## begin DATA ENTRIES

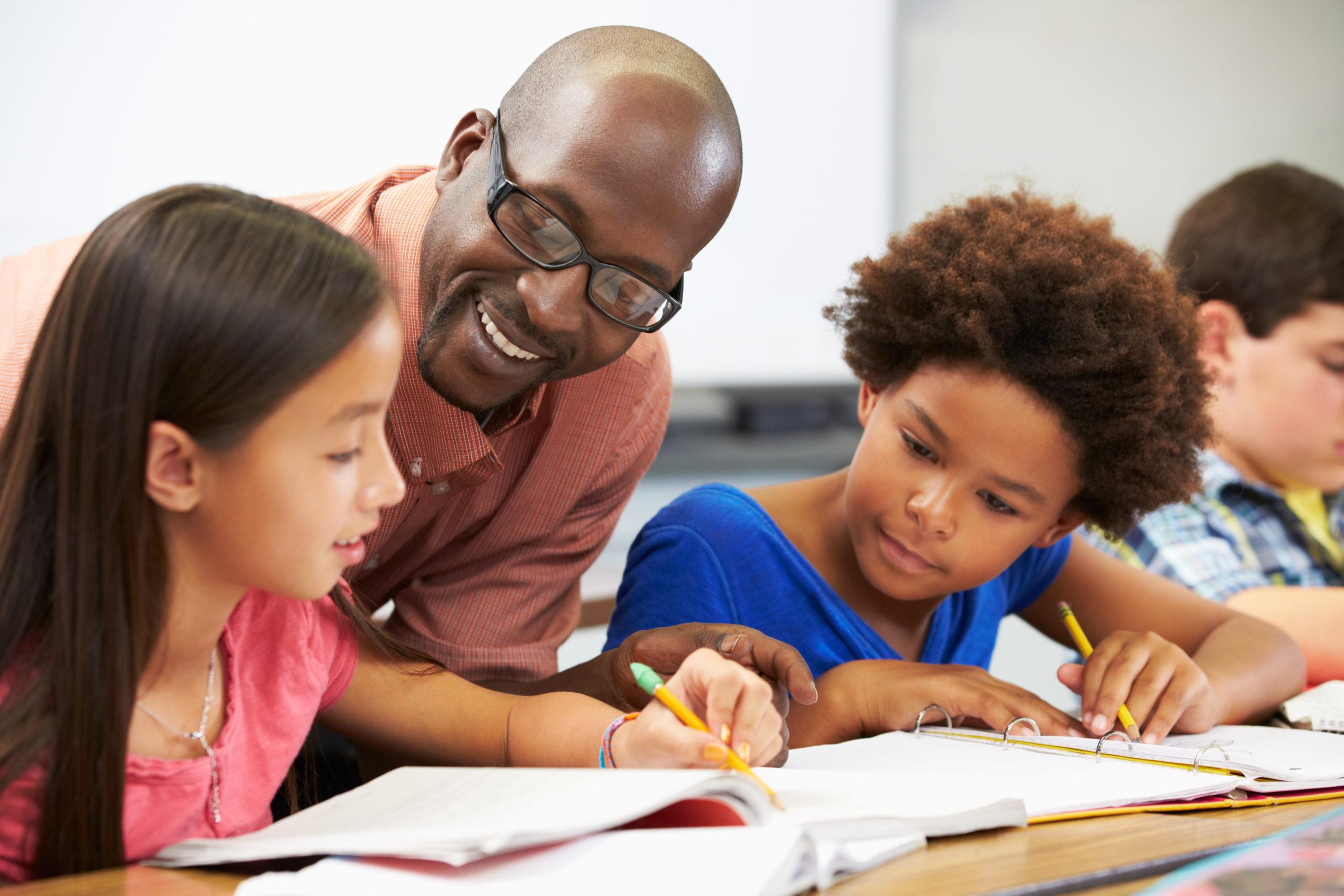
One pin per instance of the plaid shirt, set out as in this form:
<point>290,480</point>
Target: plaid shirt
<point>484,554</point>
<point>1232,536</point>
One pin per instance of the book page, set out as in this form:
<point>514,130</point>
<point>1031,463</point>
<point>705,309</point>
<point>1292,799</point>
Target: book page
<point>772,861</point>
<point>928,770</point>
<point>1300,760</point>
<point>460,815</point>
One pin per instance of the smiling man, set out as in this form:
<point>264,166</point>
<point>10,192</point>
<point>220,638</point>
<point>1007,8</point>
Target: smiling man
<point>533,269</point>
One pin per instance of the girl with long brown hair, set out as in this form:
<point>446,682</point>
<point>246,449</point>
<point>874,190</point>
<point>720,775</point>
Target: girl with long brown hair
<point>195,455</point>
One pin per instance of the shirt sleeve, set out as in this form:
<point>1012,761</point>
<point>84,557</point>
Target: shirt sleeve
<point>508,616</point>
<point>673,575</point>
<point>1034,571</point>
<point>27,285</point>
<point>1184,544</point>
<point>337,647</point>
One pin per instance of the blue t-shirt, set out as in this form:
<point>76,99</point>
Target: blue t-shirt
<point>716,555</point>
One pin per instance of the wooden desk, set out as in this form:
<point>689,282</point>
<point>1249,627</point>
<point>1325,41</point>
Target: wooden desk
<point>980,863</point>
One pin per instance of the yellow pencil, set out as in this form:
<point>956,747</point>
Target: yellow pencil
<point>1085,648</point>
<point>652,683</point>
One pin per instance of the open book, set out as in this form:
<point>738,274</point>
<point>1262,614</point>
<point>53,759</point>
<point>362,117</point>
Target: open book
<point>459,816</point>
<point>1067,777</point>
<point>747,861</point>
<point>1321,708</point>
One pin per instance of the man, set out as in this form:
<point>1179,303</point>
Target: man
<point>533,269</point>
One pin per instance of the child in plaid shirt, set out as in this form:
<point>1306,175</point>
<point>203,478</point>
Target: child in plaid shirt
<point>1264,254</point>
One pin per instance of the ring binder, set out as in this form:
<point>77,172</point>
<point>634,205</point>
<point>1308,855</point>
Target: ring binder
<point>1030,722</point>
<point>933,705</point>
<point>1108,736</point>
<point>1199,755</point>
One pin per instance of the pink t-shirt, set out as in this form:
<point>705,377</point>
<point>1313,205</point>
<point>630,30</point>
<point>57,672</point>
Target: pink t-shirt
<point>287,661</point>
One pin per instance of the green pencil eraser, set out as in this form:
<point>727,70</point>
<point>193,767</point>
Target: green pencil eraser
<point>646,678</point>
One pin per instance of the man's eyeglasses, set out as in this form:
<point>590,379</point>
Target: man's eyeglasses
<point>546,241</point>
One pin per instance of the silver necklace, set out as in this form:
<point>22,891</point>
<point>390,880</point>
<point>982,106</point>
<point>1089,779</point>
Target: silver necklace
<point>198,735</point>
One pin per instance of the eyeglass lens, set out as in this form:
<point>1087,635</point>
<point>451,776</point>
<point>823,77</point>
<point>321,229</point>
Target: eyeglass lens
<point>548,241</point>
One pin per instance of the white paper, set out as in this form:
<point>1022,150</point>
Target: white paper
<point>1321,707</point>
<point>460,815</point>
<point>776,860</point>
<point>937,770</point>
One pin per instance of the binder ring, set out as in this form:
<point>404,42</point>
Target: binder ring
<point>1107,736</point>
<point>1030,722</point>
<point>1201,754</point>
<point>933,705</point>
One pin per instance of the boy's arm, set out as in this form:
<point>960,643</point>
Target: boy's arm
<point>1178,661</point>
<point>866,698</point>
<point>425,716</point>
<point>1312,617</point>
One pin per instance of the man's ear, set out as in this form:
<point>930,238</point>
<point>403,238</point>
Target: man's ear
<point>869,395</point>
<point>1221,331</point>
<point>468,136</point>
<point>1067,522</point>
<point>172,468</point>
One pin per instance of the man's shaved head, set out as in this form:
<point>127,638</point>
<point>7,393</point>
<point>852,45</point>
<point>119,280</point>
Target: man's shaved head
<point>611,51</point>
<point>625,135</point>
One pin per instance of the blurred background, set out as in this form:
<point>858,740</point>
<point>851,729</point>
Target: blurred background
<point>858,119</point>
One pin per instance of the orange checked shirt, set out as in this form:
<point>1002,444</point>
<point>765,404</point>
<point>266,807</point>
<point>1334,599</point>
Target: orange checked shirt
<point>484,554</point>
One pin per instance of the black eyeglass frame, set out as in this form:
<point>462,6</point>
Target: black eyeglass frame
<point>500,188</point>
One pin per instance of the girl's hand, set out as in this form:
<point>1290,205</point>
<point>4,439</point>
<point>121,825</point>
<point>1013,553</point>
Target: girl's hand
<point>1164,690</point>
<point>734,703</point>
<point>873,696</point>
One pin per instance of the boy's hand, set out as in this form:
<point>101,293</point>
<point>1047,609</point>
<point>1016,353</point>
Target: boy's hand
<point>873,696</point>
<point>1164,690</point>
<point>729,698</point>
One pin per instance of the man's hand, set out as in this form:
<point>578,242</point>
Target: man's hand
<point>867,698</point>
<point>664,649</point>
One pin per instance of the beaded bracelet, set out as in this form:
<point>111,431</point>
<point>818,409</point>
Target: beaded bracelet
<point>604,758</point>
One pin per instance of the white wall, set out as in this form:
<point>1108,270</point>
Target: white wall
<point>104,102</point>
<point>1132,108</point>
<point>859,117</point>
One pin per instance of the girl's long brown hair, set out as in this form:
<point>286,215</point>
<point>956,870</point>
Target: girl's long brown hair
<point>198,305</point>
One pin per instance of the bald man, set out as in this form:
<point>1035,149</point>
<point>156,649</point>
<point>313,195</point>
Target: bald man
<point>534,268</point>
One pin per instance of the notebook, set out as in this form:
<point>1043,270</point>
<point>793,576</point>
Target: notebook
<point>769,861</point>
<point>1072,777</point>
<point>459,816</point>
<point>1321,708</point>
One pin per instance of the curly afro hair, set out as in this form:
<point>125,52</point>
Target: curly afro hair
<point>1050,299</point>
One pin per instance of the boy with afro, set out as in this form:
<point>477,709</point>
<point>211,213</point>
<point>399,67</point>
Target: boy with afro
<point>1264,256</point>
<point>1023,371</point>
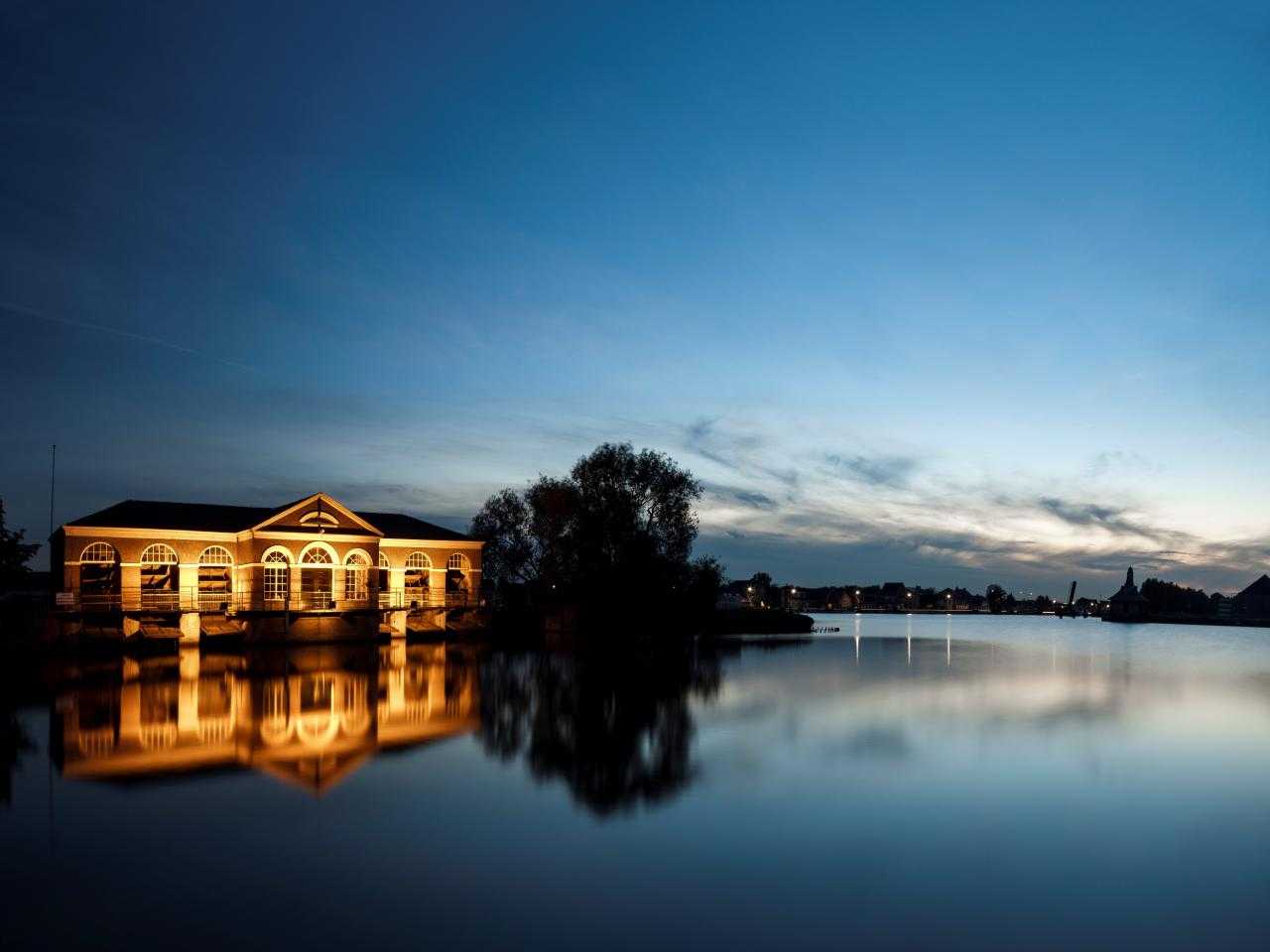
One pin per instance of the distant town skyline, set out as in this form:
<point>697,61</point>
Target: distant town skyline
<point>948,295</point>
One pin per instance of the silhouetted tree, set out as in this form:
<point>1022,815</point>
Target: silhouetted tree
<point>620,526</point>
<point>14,553</point>
<point>1171,598</point>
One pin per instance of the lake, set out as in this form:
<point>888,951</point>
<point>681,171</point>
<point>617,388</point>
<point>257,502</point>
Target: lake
<point>970,782</point>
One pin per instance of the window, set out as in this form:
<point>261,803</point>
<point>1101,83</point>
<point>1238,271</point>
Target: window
<point>99,575</point>
<point>98,553</point>
<point>356,566</point>
<point>277,571</point>
<point>159,553</point>
<point>214,578</point>
<point>417,567</point>
<point>159,578</point>
<point>216,555</point>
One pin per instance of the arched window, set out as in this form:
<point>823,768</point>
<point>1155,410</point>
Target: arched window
<point>418,569</point>
<point>98,553</point>
<point>159,578</point>
<point>99,576</point>
<point>356,566</point>
<point>214,578</point>
<point>317,583</point>
<point>456,575</point>
<point>385,580</point>
<point>159,553</point>
<point>277,575</point>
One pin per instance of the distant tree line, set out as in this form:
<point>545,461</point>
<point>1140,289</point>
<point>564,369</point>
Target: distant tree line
<point>613,536</point>
<point>1170,598</point>
<point>14,553</point>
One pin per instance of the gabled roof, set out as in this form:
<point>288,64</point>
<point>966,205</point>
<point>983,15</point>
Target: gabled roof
<point>197,517</point>
<point>203,517</point>
<point>402,526</point>
<point>316,498</point>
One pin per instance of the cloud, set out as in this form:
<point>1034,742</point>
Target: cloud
<point>739,497</point>
<point>893,471</point>
<point>121,333</point>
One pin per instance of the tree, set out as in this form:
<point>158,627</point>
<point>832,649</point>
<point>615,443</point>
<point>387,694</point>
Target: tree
<point>620,525</point>
<point>1170,598</point>
<point>14,553</point>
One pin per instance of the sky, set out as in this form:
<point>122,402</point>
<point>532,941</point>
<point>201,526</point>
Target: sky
<point>947,294</point>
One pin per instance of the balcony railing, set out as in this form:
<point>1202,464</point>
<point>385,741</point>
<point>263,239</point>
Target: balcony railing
<point>411,599</point>
<point>128,601</point>
<point>163,601</point>
<point>302,602</point>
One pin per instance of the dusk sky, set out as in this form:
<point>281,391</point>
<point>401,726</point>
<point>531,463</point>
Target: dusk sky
<point>947,294</point>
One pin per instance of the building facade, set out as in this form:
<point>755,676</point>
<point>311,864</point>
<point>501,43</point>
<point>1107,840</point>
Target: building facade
<point>1128,604</point>
<point>310,721</point>
<point>309,569</point>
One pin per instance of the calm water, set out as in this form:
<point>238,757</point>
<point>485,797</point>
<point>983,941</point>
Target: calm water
<point>969,782</point>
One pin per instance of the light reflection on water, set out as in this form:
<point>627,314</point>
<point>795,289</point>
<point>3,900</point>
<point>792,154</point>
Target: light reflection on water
<point>910,780</point>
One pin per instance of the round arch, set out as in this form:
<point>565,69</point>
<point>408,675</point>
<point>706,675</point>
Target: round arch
<point>357,570</point>
<point>214,578</point>
<point>457,584</point>
<point>99,553</point>
<point>160,581</point>
<point>307,556</point>
<point>277,574</point>
<point>277,551</point>
<point>418,576</point>
<point>99,575</point>
<point>159,553</point>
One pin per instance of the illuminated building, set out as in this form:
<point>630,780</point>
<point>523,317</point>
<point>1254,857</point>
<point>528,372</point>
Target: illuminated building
<point>310,721</point>
<point>308,570</point>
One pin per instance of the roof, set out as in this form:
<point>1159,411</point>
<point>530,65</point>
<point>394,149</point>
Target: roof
<point>204,517</point>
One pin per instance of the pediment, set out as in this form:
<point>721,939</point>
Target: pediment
<point>314,513</point>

## end DATA ENTRIES

_YOUR TASK_: Add 14 to every answer coordinate in the lines starting with the one containing "One pin per instance of the white wall, set" and going on through the one containing "<point>534,268</point>". Write out all of those lines again, and keep the requests and their sample coordinates as they are.

_OUTPUT FOR THIS EXERCISE_:
One pin per instance of the white wall, set out as in this form:
<point>1108,270</point>
Target: white wall
<point>118,116</point>
<point>1146,122</point>
<point>873,131</point>
One pin per instance of the girl's long brown hair, set out as in this form:
<point>286,215</point>
<point>956,870</point>
Target: girl's long brown hair
<point>212,319</point>
One pin per instance of the bald man, set out as in this form:
<point>1035,149</point>
<point>156,649</point>
<point>313,195</point>
Target: bald man
<point>548,282</point>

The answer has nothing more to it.